===== Dati forniti =====
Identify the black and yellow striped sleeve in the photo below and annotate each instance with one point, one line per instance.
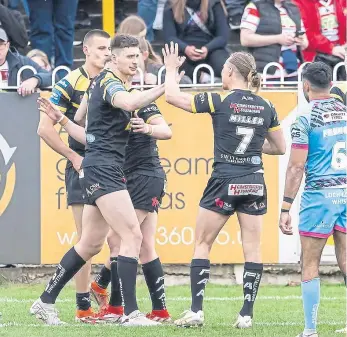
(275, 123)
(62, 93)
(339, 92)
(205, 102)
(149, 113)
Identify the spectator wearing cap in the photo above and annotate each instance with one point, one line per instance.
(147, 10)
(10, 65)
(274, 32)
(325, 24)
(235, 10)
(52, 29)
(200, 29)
=====
===== Dati forniti =====
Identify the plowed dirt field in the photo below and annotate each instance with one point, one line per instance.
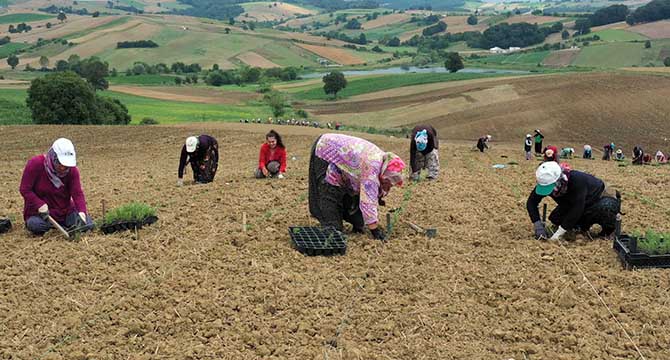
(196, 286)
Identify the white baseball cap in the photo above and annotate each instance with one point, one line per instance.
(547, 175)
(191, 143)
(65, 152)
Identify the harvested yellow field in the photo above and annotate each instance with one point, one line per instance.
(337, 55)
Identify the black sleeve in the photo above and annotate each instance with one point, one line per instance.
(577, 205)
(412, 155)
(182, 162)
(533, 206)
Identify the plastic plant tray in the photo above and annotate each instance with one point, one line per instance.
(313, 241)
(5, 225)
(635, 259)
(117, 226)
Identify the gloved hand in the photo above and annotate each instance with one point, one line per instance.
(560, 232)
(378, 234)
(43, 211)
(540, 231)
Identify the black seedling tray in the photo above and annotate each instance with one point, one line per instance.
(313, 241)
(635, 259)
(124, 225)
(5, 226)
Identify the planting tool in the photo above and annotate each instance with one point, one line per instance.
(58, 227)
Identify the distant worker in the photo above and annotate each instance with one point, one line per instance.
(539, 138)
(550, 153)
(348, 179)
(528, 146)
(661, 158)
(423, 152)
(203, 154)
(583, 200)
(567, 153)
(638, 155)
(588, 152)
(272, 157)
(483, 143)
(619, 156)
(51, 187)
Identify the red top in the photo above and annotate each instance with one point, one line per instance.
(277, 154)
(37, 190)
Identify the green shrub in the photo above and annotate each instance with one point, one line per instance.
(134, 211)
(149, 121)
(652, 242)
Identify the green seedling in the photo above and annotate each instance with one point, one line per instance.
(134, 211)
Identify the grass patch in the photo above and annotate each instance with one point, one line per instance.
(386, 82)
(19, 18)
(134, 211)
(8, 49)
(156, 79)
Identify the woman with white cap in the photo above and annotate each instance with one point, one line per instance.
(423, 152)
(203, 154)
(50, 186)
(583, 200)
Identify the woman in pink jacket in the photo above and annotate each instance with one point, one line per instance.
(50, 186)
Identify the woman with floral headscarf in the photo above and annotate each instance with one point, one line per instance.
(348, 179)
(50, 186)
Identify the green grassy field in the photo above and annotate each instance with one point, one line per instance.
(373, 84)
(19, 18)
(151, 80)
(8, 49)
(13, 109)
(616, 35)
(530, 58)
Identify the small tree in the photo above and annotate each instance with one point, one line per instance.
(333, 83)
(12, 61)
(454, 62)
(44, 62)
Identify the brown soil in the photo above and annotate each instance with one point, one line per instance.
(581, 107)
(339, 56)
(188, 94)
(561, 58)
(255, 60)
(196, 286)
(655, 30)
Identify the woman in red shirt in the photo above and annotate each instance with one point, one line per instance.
=====
===== Dati forniti =====
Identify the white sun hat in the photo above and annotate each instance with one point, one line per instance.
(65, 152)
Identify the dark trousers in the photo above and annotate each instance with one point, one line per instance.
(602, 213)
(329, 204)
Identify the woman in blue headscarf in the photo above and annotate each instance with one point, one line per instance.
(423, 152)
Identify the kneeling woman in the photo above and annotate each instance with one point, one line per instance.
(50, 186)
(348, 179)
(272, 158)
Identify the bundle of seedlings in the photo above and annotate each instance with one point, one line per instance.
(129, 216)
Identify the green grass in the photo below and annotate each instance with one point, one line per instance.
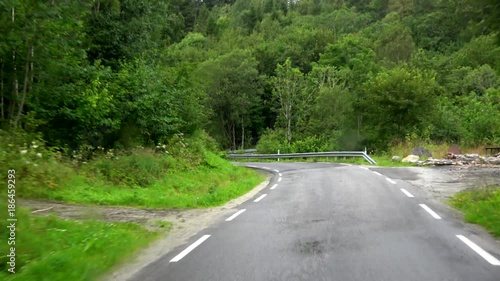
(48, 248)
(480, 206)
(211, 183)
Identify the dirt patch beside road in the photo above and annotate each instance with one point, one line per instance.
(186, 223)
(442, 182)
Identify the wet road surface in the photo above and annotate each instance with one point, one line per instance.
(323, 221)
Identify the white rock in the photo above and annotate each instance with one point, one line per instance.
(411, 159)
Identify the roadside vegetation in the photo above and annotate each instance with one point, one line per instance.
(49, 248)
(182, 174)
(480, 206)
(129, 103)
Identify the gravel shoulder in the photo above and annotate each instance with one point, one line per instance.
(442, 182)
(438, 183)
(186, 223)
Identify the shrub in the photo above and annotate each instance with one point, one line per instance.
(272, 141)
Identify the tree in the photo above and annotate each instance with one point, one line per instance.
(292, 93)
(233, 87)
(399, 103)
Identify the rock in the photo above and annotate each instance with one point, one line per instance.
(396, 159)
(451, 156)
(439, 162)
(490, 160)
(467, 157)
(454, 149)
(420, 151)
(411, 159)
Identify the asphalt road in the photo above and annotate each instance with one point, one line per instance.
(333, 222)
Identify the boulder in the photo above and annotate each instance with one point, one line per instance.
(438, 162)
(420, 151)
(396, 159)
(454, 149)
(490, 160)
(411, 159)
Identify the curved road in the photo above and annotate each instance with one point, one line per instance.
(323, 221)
=====
> **Descrizione del compito**:
Si convertano in una tabella Markdown, con le colonne "Numero" e "Riga dei dati", soltanto le righe dei dati sopra riportati, a partire da quella che contiene "Identify the green grassy" e fino a quella che contiene "Identify the woman in red", entrambe incluse. Le righe vuote vanno omesse.

> **Risposta al compito**:
| Numero | Riga dei dati |
|---|---|
| 1 | Identify the green grassy field in the photo above and annotate each instance with one point, one line per instance. |
| 2 | (373, 84) |
| 3 | (19, 18) |
| 4 | (151, 80) |
| 5 | (8, 49) |
| 6 | (13, 109) |
| 7 | (616, 35) |
| 8 | (530, 58) |
| 9 | Identify the small tree in the photo above and annotate each instance with one point, one line per instance. |
| 10 | (333, 83) |
| 11 | (12, 61) |
| 12 | (454, 62) |
| 13 | (44, 62) |
| 14 | Identify the brown soil in the photo above and annotate each instance with one point, one line per instance. |
| 15 | (581, 107) |
| 16 | (339, 56) |
| 17 | (188, 94) |
| 18 | (561, 58) |
| 19 | (255, 60) |
| 20 | (196, 286) |
| 21 | (655, 30) |
| 22 | Identify the woman in red shirt in the photo above and annotate each instance with one point, one line per instance. |